** Given instruction **
Write out all of the records precisely. Skip anything that is a picture.

** Data supplied **
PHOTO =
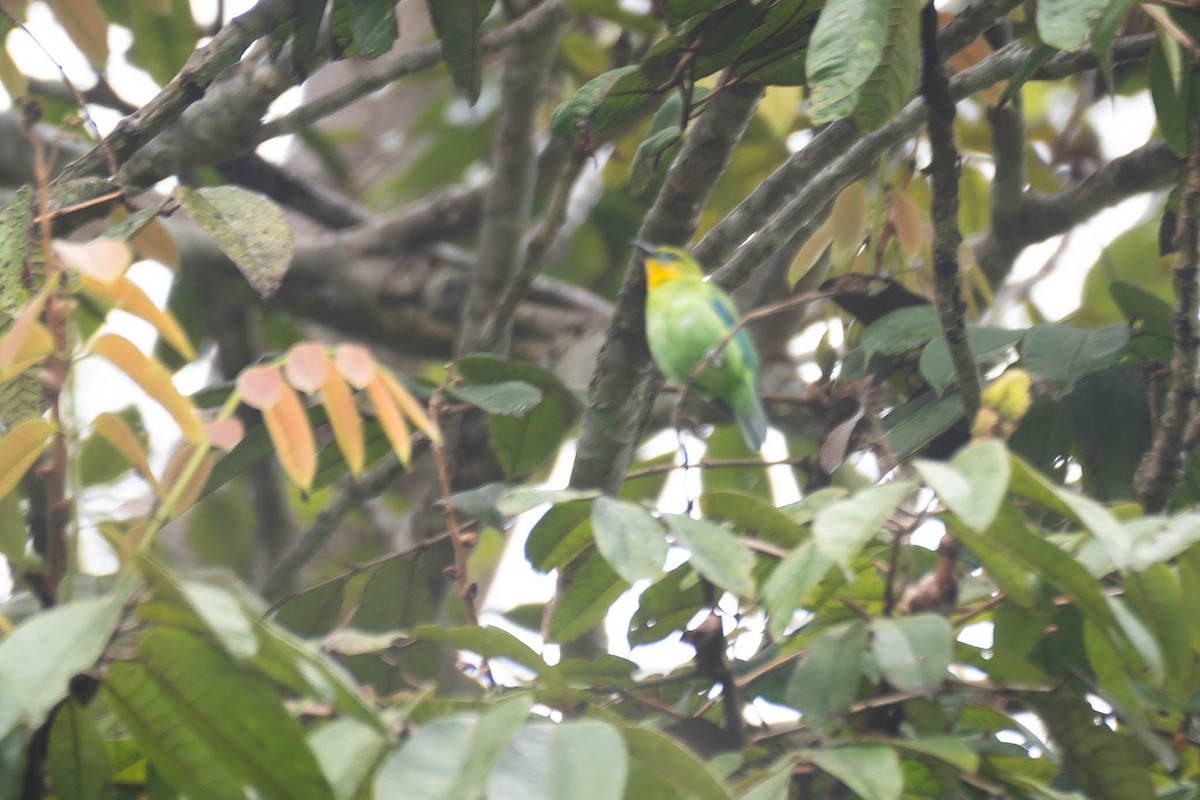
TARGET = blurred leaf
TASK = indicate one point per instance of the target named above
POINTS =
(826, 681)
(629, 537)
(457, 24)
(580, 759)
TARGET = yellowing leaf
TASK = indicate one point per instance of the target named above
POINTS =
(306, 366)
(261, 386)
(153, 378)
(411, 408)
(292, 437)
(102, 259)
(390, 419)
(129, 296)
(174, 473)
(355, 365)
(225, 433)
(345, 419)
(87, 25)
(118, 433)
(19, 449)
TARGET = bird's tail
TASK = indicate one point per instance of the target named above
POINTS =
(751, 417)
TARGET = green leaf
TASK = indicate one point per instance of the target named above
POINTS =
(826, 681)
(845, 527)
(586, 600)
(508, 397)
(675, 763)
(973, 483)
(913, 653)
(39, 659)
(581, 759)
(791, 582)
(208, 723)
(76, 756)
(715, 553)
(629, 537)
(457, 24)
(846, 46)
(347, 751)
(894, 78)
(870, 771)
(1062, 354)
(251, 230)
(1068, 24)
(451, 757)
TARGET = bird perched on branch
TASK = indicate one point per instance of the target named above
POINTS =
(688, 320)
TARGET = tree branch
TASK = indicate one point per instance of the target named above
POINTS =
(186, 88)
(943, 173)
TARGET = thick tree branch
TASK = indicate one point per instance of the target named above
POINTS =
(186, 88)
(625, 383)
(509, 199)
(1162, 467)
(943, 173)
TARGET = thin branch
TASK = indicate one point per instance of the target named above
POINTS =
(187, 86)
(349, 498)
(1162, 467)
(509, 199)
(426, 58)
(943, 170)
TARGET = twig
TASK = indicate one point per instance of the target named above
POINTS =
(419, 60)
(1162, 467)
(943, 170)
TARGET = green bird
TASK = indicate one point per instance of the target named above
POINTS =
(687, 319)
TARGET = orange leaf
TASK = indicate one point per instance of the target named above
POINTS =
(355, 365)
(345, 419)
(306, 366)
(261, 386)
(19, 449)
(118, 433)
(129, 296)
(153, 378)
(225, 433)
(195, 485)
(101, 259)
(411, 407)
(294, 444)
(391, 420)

** Exercise output **
PHOTO =
TARGET = blurred leaf
TASK = indicate one point per instance of the target named above
POINTS =
(826, 681)
(629, 537)
(457, 24)
(580, 759)
TARGET = yellowing leaf
TASK = indicate one point per instance of the target named above
POINTS =
(306, 366)
(261, 386)
(153, 378)
(411, 408)
(292, 437)
(102, 259)
(390, 419)
(129, 296)
(174, 473)
(355, 365)
(225, 433)
(345, 419)
(87, 25)
(118, 433)
(19, 449)
TARGET = bird's tail
TASK = indicate one point per instance of the target named above
POINTS =
(751, 417)
TARGET = green leaf
TASK = indicate one point per instance of the target named above
POINTS =
(826, 681)
(845, 527)
(586, 600)
(508, 397)
(675, 763)
(973, 483)
(913, 653)
(39, 659)
(581, 759)
(791, 582)
(208, 723)
(76, 756)
(715, 553)
(629, 537)
(457, 24)
(846, 46)
(347, 751)
(894, 78)
(870, 771)
(1062, 354)
(251, 230)
(1068, 24)
(451, 757)
TARGET = bird perched on branch
TASK = indicate one point per instance of the target named above
POINTS =
(688, 320)
TARGET = tree branch
TASK = indicate one point per instance of the target named above
POINTS =
(186, 88)
(943, 173)
TARGET = thick tree branch
TASK = indicate one point per instance of the target named above
POINTS =
(186, 88)
(625, 383)
(509, 199)
(1162, 467)
(943, 173)
TARGET = thin branch
TASK = indicate one point per instance of the target named above
POINTS =
(187, 86)
(349, 498)
(1162, 467)
(509, 199)
(426, 58)
(943, 170)
TARGET = twig
TASK = indicate one point per instance of the target named above
POINTS =
(419, 60)
(1162, 467)
(943, 170)
TARGET = green bird
TASK = indicate one point per instance of the target named above
POINTS =
(687, 319)
TARGET = orange leaf
TASK = indicate one point per instance of the target named above
POINTS =
(355, 365)
(345, 419)
(306, 366)
(261, 386)
(19, 449)
(118, 433)
(129, 296)
(153, 378)
(225, 433)
(195, 485)
(101, 259)
(411, 407)
(294, 444)
(391, 420)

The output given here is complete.